• _Task details_
Copy word for word the stretch of the Nachiyarpuram article that opens with the words containing "Indian television series" and closes with "of the story.".

• _Source passage_
- Genre: Soap opera
- Created by: Dinesh Gopalsamy
- Written by: Vasagar Kaliyappan
- Directed by: Rajsekar; G. Manikanda Kumar;
- Starring: Dinesh Gopalsamy; Rachitha Mahalakshmi; Vadivukkarasi; Bharathi Mohan;
- Country of origin: India
- Original language: Tamil
- No. of seasons: 1
- No. of episodes: 218

Production
- Executive producer: K.M. Saravanan (Zee Tamil)
- Producer: Hemachandran
- Camera setup: Multi-camera
- Running time: 25-27 minutes
- Production company: Golden Moon Production

Original release
- Network: Zee Tamil
- Release: 8 July 2019 – 14 August 2020

= Nachiyarpuram =

Indian television series

Nachiyarpuram is an Indian Tamil language drama aired on Zee Tamil network and on their official ZEE5 platform. It premiered on 8 July 2019 from Monday to Saturday. Then It was rescheduled from Monday to Friday. The series stars the real-life couple Rachitha Mahalakshmi and Dinesh Gopalsamy. Due COVID-19 pandemic, this series was ended with final Episode-218 on Zee Tamil.

==Synopsis==
Jyothi and Karthi, fall in love with each other. But their family were separated in past as Jyothi's aunt Jayalakshmi marries a man Natarajan against her family, she is none other than Karthi's mother. How Jyothi and Karthi marries against their families forms crux of the story.

==Casting==
Saravanan Meenatchi fame Rachitha Mahalakshmi and Poove Poochudava fame Dinesh Gopalsamy, the real life couple plays the lead roles. They both joins second time in television fiction after Pirivom Santhippom TV series. Actress Vadivukkarasi plays a negative role, where Girish, Deepa Nethran, Premi Venkat, Bharathi Mohan, Deepa Shankar, Venkat Subha, Farina and Rhema plays supporting roles.

• _Stored data_
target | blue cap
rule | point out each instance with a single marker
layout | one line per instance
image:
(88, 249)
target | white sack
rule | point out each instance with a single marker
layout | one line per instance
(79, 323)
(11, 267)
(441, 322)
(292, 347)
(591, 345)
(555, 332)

• _Exercise answer_
Indian television series

Nachiyarpuram is an Indian Tamil language drama aired on Zee Tamil network and on their official ZEE5 platform. It premiered on 8 July 2019 from Monday to Saturday. Then It was rescheduled from Monday to Friday. The series stars the real-life couple Rachitha Mahalakshmi and Dinesh Gopalsamy. Due COVID-19 pandemic, this series was ended with final Episode-218 on Zee Tamil.

==Synopsis==
Jyothi and Karthi, fall in love with each other. But their family were separated in past as Jyothi's aunt Jayalakshmi marries a man Natarajan against her family, she is none other than Karthi's mother. How Jyothi and Karthi marries against their families forms crux of the story.